-- REQUIREMENTS --
Add 44 to each coordinate in the answers for everything from the line containing "Objective — one dot per instance of the distant building" down to the line containing "[[105, 270], [443, 272]]", both ends included. Write out all of those rows again, requests included.

+-------+

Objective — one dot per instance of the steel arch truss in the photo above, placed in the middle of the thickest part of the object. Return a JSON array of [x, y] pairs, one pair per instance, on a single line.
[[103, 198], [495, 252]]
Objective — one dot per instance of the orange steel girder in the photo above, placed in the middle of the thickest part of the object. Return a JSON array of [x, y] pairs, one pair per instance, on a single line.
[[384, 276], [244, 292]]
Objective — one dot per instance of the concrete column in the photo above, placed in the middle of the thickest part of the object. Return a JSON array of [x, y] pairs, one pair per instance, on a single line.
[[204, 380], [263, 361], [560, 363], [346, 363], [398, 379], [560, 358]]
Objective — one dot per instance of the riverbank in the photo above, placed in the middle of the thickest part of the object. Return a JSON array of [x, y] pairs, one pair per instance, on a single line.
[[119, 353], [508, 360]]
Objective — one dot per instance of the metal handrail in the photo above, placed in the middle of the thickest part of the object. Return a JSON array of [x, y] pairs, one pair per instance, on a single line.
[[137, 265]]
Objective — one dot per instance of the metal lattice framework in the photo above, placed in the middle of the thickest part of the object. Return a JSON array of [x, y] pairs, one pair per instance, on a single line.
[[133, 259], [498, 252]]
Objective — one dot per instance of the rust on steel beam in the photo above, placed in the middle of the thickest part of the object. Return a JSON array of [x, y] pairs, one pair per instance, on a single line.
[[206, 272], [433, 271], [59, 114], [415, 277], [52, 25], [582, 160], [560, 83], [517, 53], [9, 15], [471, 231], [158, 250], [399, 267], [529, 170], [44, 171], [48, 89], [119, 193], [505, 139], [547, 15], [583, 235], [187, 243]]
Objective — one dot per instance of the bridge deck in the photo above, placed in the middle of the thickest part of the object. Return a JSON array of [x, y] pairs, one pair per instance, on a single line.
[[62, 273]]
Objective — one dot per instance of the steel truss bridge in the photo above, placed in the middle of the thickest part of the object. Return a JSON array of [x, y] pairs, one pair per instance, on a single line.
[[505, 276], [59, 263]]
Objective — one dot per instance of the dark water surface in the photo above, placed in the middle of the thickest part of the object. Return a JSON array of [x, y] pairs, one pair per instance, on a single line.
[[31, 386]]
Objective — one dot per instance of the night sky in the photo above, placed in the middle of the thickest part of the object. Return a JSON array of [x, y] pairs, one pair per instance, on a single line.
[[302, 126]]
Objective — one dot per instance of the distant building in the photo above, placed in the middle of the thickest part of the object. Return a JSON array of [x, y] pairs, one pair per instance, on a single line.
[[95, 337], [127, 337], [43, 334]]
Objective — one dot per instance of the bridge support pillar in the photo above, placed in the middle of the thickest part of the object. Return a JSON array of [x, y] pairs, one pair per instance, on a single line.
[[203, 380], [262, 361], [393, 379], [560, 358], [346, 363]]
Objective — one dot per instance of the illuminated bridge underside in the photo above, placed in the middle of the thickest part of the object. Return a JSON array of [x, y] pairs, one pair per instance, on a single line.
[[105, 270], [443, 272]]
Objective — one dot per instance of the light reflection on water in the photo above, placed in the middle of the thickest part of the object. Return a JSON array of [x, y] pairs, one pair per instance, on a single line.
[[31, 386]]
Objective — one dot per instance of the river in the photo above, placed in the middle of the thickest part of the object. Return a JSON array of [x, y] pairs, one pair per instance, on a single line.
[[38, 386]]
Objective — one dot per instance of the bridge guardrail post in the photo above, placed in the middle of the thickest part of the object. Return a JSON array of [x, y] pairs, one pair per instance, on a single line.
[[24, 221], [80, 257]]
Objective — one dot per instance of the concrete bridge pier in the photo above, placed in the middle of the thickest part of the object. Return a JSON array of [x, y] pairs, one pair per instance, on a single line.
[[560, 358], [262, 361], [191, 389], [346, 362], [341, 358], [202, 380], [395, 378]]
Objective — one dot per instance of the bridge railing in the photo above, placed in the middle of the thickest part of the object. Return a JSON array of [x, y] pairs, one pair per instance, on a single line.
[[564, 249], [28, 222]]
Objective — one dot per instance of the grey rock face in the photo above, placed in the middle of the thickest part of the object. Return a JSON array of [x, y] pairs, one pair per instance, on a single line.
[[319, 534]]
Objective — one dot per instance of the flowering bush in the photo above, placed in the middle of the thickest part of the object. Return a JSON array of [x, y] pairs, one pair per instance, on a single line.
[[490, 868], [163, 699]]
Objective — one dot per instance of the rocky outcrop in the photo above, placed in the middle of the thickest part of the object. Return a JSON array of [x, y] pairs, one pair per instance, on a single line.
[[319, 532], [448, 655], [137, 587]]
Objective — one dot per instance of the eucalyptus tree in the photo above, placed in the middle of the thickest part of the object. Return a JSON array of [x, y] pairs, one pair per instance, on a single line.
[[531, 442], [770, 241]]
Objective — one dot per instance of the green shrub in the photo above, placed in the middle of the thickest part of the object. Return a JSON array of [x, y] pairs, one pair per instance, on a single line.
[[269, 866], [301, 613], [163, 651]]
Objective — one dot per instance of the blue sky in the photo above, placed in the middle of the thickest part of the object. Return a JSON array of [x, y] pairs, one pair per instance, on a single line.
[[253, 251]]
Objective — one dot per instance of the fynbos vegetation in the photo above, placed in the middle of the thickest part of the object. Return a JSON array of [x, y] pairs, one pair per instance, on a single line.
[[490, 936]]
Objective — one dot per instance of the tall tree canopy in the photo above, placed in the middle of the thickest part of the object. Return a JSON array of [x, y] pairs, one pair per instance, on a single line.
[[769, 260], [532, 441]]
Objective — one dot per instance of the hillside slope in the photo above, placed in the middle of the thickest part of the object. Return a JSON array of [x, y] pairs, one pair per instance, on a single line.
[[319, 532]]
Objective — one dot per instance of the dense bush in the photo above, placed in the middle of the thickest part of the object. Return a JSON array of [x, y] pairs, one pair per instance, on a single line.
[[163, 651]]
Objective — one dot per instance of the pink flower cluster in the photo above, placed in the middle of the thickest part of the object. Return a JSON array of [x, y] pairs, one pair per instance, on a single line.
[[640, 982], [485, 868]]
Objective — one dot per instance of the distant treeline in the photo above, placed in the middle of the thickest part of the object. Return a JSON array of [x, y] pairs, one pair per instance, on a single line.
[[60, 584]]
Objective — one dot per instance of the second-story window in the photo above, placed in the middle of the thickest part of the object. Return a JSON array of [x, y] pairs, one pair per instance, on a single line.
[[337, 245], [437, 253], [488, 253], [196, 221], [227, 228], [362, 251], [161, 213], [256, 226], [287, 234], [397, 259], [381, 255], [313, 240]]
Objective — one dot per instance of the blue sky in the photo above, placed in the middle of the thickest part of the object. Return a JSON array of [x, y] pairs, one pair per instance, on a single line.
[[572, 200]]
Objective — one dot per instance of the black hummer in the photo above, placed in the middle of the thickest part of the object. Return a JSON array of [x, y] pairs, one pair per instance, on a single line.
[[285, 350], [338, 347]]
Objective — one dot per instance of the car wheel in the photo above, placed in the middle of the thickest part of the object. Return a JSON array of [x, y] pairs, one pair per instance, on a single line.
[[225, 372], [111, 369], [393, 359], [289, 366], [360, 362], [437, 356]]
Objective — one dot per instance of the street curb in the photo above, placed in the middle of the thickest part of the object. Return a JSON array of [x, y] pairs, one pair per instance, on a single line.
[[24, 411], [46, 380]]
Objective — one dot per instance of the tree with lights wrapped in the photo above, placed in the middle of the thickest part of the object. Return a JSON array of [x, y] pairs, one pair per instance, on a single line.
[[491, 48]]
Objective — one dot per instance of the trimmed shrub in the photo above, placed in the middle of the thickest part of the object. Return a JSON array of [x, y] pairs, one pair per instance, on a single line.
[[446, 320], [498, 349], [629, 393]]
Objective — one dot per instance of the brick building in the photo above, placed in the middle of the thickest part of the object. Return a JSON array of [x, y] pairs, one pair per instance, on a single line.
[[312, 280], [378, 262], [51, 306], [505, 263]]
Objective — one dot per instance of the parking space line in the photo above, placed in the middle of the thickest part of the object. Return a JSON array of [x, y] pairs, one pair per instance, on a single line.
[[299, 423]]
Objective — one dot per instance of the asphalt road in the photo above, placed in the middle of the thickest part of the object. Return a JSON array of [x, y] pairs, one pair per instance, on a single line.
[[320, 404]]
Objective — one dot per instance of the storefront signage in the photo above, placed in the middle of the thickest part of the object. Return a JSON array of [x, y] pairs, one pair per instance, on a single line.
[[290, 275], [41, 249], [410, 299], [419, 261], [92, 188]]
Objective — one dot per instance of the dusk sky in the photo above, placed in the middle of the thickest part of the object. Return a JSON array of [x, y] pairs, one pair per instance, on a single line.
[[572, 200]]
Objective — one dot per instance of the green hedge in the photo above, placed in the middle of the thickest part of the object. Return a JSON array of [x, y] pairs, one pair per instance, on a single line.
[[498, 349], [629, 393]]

+-------+

-- ANSWER FOR THE TASK --
Objective — one dot per instance of the distant building in the photo above, placed in the middle of the thickest part of the object. Return a JSON array of [x, y] pairs, one pair per instance, on a single line.
[[139, 381], [171, 381], [87, 378]]
Objective — one dot per instance of the bridge support pillar in the photo above, placed in the middle of the thickest part of the object. Return a JSON array of [x, y] pairs, one pair per instance, on a single line.
[[247, 424], [306, 405], [437, 423], [604, 402], [390, 407]]
Objective — one dot per instance of the illuminated bridge underside in the photo above, placed in the middle of the thickest part of the object. Return a JSON array of [x, y] pairs, one pair per instance, on a single line.
[[149, 314], [487, 316]]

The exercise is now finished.